##### Dataset content
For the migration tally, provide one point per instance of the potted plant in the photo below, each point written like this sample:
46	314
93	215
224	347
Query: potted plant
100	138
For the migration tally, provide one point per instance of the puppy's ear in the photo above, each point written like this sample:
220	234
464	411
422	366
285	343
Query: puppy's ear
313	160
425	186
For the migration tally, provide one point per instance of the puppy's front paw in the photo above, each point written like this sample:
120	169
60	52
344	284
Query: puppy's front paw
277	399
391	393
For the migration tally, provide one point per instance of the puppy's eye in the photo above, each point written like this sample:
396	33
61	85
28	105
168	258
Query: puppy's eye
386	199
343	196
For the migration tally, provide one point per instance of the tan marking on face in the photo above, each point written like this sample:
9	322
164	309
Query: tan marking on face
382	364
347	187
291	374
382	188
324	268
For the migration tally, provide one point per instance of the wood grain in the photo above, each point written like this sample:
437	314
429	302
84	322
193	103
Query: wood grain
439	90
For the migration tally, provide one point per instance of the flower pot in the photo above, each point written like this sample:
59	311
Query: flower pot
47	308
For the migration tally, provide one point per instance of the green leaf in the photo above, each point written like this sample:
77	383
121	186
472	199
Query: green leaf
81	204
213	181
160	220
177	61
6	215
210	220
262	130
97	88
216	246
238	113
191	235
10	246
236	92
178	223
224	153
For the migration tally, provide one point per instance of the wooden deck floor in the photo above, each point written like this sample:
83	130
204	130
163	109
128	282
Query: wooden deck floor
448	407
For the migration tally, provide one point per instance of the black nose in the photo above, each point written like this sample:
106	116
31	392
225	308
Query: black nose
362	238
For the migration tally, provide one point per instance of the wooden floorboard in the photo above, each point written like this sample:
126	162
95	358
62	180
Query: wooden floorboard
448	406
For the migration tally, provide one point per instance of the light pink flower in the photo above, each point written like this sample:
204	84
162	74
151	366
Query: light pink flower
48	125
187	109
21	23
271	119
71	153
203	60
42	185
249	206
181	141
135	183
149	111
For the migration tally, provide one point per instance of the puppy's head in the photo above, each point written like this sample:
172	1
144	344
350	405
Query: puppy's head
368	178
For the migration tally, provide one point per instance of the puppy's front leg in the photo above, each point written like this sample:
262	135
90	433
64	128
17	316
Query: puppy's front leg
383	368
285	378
##########
» **What you are asked to do**
Convert every line of the entries above into a numbered list, omitting any blank lines.

» **Exercise response**
1. For the migration tally, provide one point per instance of the potted plant in the photo below, each point written like this sample:
2. 46	314
3. 93	215
4. 224	347
5. Query: potted plant
6. 100	138
7. For the migration tally, provide one point per instance of the puppy's ear in the photo above, each point written like this sample:
8. 220	234
9. 464	411
10. 422	366
11. 285	343
12. Query: puppy's ear
13. 313	160
14. 425	186
15. For the migration tally, provide one point per instance of the puppy's front paw in the photo above, each point written like this sample:
16. 120	169
17. 60	52
18. 344	284
19. Query: puppy's front paw
20. 277	399
21. 391	393
22. For the migration tally, provide one point per instance of the puppy's eye in the photo above, each point written like this sample:
23. 396	33
24. 61	85
25. 28	105
26. 168	258
27. Query: puppy's eye
28. 386	199
29. 343	196
30. For the migration tally, provide one point per instance of the tan marking on face in the photo above, each point written like this sample:
31. 9	322
32. 164	309
33. Query: tan marking on face
34. 382	364
35. 347	187
36. 291	374
37. 382	188
38. 324	268
39. For the migration tally, provide one point per instance of the wood grain in the photo above, each point written like this sample:
40. 437	314
41. 429	302
42. 84	322
43. 193	103
44. Query: wood grain
45. 439	90
46. For the migration tally, provide one point per instance of the flower pot in the photo above, each point written like this sample:
47. 59	311
48. Query: flower pot
49. 47	308
50. For the migration tally, provide one point per instance of the green leaf in the photo above, each point written like this sample:
51. 77	383
52. 121	186
53. 472	199
54. Query: green leaf
55. 81	204
56. 213	181
57. 160	220
58. 177	61
59. 6	215
60. 210	220
61. 262	130
62. 97	88
63. 216	246
64. 238	113
65. 191	235
66. 10	246
67. 236	92
68. 178	223
69. 224	153
70. For the migration tally, provide one point per instance of the wooden deck floor in the photo above, each point written like this sample:
71. 83	130
72. 204	130
73. 163	109
74. 128	282
75. Query: wooden deck floor
76. 448	407
77. For the migration tally, provide one point per instance of the black nose in the photo above, each point written like this sample:
78. 106	116
79. 31	392
80. 225	308
81. Query: black nose
82. 362	238
83. For the migration tally, provide one point per instance of the wooden floorboard in the photo above, each point written like this sample:
84. 126	162
85. 95	358
86. 62	180
87. Query: wooden floorboard
88. 448	406
89. For the migration tally, provide one point per instance of the light pink flower in the photo above, each point written like this sample:
90. 204	84
91. 162	74
92. 151	366
93. Query: light pink flower
94. 48	125
95. 187	109
96. 21	23
97. 271	119
98. 71	153
99. 203	60
100. 42	185
101. 249	206
102. 181	141
103. 135	183
104. 149	111
105. For the migration tally, provide one point per instance of the puppy's head in the photo above, each point written like this sample:
106. 172	1
107. 144	344
108. 350	405
109. Query: puppy's head
110. 368	178
111. For the migration tally, provide one point per instance of the puppy's front leg in the photo above, each point written like this sample:
112. 262	135
113. 90	433
114. 64	128
115. 17	316
116. Query: puppy's front leg
117. 383	368
118. 285	378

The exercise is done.